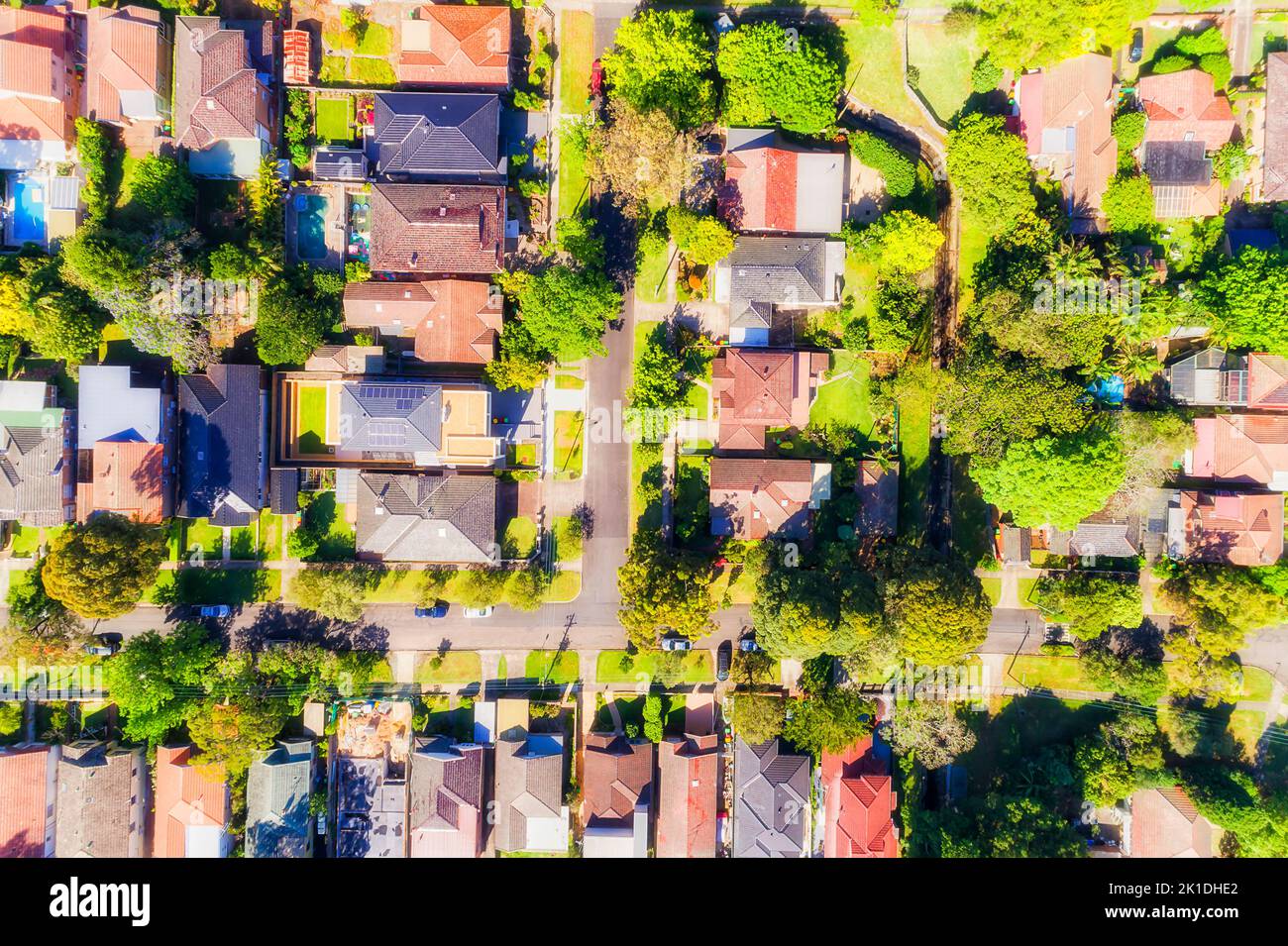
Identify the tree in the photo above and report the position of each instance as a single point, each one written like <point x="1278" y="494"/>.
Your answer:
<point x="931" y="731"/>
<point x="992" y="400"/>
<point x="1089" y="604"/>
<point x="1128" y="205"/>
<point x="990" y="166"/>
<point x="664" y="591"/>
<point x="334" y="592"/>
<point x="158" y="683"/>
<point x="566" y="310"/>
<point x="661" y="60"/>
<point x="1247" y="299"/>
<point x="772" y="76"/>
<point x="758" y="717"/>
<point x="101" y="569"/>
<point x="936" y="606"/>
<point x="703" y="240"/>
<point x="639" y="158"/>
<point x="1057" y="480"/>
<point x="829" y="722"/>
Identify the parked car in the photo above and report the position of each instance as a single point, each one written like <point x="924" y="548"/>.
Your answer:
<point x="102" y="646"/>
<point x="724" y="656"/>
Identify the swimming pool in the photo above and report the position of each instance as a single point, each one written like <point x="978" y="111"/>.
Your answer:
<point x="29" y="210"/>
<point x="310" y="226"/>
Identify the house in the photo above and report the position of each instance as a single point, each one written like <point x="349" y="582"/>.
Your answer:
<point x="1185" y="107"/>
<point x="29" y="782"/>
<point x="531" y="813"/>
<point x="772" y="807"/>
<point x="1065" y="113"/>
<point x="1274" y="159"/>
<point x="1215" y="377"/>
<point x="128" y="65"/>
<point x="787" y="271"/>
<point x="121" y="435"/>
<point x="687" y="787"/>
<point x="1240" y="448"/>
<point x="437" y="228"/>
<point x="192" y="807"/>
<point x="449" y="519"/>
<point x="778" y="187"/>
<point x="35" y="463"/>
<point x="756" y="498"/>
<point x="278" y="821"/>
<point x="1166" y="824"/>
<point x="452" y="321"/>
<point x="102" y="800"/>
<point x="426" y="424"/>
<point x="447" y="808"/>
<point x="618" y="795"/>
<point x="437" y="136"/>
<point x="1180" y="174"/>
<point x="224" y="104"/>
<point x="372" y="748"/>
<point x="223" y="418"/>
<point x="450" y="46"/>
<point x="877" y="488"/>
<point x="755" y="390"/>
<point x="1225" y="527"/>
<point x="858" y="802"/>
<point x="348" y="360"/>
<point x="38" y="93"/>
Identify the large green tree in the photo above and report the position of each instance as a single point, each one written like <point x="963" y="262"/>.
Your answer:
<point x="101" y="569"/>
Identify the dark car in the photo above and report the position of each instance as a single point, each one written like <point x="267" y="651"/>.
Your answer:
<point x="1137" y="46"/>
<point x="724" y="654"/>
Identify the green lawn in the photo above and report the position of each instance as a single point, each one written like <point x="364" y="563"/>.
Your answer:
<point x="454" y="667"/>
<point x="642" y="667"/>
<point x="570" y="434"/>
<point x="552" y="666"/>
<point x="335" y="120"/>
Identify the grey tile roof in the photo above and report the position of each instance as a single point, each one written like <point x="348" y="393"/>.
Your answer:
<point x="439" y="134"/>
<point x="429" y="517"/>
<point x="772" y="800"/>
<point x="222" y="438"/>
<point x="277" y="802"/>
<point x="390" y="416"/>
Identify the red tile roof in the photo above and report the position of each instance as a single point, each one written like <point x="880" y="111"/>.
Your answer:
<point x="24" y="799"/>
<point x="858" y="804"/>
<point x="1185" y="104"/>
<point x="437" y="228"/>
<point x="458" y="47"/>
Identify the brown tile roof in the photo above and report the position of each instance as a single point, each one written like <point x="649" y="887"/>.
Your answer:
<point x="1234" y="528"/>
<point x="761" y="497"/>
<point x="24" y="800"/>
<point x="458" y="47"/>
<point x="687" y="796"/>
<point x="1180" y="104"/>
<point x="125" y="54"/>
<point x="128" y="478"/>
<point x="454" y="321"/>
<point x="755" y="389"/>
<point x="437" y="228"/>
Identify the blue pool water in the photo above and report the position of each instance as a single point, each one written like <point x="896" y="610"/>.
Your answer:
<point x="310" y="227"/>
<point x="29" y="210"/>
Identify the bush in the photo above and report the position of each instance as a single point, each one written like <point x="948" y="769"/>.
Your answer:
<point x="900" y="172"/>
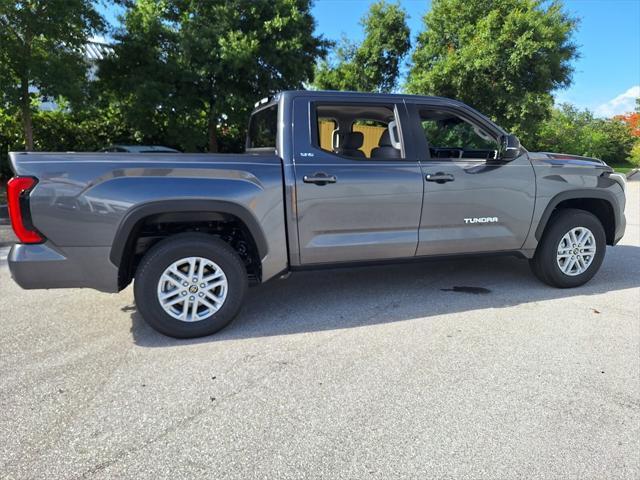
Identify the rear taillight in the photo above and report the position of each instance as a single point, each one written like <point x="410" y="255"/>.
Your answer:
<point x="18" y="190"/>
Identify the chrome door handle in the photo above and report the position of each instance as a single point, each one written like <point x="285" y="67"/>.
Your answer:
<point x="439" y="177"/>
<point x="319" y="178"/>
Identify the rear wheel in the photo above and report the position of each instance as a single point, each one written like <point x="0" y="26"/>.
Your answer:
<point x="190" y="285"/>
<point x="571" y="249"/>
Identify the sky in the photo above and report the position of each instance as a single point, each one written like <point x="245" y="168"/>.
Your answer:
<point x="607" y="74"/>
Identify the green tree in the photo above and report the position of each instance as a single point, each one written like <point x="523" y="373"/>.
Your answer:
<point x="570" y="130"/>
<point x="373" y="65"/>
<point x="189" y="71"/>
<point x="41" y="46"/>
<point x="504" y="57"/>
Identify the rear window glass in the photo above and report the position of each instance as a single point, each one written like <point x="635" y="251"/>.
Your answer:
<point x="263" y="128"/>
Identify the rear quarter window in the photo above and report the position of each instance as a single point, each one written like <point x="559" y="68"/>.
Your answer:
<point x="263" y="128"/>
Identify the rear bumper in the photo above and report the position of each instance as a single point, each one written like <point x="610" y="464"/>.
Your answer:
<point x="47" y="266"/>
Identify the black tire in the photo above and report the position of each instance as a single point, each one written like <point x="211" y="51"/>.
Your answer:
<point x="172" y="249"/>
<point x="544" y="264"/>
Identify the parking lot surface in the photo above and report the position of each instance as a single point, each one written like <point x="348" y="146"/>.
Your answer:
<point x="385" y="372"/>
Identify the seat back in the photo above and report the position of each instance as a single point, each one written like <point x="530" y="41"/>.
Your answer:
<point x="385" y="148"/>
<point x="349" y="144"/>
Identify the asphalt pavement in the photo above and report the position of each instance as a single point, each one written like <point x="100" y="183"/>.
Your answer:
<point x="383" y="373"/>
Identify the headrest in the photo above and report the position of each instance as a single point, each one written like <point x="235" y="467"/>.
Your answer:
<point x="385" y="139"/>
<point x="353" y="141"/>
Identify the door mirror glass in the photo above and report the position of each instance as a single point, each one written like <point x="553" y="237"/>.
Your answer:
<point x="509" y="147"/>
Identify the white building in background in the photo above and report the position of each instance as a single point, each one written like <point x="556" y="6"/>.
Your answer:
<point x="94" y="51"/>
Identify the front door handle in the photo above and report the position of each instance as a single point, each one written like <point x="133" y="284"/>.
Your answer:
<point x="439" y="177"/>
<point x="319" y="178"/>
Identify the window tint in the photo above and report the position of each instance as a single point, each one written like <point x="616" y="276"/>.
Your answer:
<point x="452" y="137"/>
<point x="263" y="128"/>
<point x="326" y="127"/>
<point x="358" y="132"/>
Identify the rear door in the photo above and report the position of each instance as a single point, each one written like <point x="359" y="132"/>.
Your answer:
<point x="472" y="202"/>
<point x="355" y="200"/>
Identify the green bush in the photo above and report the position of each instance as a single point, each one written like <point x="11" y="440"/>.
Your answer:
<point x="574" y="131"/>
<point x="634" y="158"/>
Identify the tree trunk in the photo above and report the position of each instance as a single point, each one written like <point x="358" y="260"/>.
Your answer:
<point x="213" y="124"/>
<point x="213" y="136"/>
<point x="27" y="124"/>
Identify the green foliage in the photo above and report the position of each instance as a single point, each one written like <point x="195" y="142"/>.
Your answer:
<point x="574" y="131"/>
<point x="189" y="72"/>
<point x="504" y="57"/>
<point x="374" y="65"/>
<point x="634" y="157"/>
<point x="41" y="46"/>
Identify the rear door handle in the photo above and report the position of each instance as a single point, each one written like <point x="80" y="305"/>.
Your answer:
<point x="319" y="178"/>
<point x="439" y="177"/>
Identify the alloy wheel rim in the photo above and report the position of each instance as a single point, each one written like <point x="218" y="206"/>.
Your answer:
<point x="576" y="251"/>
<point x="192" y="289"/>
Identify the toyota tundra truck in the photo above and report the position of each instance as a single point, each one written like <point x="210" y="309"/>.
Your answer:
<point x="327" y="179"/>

===

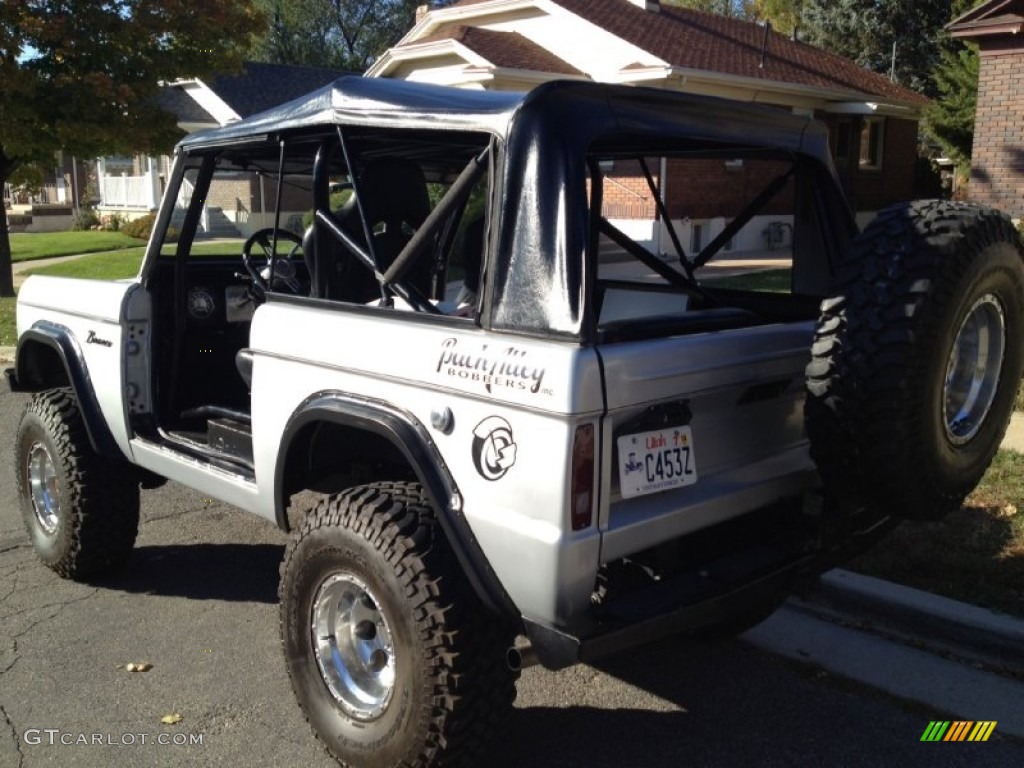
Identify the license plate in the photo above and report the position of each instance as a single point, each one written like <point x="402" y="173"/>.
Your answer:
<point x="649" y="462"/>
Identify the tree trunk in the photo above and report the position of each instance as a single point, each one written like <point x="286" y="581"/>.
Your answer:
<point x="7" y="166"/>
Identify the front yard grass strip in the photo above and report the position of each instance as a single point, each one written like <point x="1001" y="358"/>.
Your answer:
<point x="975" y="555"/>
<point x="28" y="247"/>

===

Written instruction
State how many lines in the items above contain the word "door", giving only the number.

Answer
5